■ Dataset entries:
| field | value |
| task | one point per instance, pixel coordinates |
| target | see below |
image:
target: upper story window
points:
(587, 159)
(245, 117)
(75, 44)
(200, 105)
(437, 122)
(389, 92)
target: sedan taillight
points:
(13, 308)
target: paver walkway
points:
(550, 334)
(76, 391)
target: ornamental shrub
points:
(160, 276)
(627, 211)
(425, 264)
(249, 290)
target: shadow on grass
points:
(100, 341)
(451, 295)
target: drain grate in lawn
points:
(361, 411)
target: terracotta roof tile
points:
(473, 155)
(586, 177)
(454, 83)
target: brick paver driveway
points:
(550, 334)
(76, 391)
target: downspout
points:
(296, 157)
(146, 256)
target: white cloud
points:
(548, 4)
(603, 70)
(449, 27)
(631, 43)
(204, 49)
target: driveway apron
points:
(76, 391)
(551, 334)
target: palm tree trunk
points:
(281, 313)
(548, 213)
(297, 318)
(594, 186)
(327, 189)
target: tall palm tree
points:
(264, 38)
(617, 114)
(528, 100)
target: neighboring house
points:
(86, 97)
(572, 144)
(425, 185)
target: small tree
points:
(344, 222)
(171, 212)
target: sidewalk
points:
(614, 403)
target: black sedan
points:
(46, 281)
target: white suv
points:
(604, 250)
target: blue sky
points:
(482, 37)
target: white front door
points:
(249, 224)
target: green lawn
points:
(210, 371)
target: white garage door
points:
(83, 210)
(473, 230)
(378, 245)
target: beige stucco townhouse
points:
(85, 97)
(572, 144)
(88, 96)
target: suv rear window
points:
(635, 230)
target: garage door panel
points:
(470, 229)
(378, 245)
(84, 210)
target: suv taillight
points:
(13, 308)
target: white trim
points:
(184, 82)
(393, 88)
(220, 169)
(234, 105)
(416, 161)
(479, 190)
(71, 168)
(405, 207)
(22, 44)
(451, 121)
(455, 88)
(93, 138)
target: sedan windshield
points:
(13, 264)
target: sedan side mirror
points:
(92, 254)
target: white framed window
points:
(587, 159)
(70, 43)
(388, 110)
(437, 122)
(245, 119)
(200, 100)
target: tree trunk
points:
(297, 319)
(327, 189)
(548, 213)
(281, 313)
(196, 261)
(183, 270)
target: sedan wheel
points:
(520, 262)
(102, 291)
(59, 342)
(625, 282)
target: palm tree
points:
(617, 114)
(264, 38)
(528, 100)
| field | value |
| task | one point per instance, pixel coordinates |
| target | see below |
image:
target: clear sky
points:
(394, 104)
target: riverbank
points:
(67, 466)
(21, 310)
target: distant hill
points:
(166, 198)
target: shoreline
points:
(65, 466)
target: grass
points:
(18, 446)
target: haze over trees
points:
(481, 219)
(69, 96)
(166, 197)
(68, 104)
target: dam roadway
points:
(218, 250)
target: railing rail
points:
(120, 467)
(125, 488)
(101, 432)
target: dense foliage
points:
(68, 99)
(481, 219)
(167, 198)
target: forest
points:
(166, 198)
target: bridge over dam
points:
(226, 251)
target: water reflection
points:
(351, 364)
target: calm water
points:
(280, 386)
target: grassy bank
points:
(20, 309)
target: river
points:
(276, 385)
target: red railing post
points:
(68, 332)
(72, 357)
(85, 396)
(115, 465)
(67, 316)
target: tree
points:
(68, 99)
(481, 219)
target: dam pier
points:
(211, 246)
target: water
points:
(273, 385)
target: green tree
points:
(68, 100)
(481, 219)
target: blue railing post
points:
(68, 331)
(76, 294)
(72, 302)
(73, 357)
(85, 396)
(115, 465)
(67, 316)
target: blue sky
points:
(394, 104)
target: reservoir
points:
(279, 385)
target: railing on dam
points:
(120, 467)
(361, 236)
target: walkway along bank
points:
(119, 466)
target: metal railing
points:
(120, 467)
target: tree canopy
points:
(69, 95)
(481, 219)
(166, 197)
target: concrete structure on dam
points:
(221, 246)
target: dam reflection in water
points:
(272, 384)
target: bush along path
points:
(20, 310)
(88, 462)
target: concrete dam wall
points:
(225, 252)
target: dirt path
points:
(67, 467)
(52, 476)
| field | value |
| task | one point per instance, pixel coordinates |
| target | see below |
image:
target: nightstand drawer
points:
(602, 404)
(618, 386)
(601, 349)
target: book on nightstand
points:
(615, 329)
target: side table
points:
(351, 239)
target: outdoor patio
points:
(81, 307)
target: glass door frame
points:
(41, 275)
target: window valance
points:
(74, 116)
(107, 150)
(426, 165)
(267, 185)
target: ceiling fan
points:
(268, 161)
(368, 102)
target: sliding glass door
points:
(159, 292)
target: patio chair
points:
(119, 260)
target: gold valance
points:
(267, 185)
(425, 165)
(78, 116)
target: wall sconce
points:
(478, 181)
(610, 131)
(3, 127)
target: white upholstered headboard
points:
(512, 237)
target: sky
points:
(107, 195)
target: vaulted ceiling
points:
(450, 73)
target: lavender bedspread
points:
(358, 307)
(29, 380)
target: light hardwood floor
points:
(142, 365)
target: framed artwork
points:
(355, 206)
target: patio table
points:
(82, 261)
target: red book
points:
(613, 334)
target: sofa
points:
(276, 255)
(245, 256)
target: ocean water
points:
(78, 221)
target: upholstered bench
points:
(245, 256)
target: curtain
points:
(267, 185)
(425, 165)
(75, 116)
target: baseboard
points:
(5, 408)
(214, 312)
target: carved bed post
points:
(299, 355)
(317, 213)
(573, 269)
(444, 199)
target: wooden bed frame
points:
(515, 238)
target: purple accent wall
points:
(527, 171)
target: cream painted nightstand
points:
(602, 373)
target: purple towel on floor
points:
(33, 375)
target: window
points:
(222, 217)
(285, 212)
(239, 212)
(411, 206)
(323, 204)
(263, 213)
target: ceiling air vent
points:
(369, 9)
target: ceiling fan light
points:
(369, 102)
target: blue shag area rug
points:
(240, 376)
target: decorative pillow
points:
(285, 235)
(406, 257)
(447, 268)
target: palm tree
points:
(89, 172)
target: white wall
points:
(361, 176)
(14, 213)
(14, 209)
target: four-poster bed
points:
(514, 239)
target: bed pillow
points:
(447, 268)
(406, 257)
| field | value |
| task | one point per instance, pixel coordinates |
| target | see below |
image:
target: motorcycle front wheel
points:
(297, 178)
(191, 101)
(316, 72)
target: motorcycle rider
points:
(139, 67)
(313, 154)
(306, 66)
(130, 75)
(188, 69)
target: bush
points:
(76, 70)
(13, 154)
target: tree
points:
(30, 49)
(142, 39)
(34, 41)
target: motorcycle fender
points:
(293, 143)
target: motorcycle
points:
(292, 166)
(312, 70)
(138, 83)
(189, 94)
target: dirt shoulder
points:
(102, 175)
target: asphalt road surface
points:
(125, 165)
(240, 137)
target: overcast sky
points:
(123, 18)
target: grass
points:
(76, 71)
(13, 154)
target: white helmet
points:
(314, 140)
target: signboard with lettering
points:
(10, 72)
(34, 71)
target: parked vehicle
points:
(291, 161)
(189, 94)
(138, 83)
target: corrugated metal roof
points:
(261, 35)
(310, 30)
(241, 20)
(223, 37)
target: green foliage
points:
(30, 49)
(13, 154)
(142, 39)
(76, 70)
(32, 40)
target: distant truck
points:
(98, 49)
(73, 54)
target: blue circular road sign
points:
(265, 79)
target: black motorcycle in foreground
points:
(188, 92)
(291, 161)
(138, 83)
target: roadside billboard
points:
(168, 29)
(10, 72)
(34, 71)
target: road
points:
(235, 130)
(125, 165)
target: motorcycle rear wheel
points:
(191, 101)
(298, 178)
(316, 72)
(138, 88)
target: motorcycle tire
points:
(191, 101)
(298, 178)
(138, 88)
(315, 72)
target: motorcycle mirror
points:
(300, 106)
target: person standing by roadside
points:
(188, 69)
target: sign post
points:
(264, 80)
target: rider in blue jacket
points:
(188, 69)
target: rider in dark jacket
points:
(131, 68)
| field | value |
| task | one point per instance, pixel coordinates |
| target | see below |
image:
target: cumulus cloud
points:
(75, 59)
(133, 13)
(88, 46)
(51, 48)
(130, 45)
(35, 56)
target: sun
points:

■ Task:
Lines holding "walkway": copy each one from the records above.

■ Task response:
target: paver walkway
target: walkway along bank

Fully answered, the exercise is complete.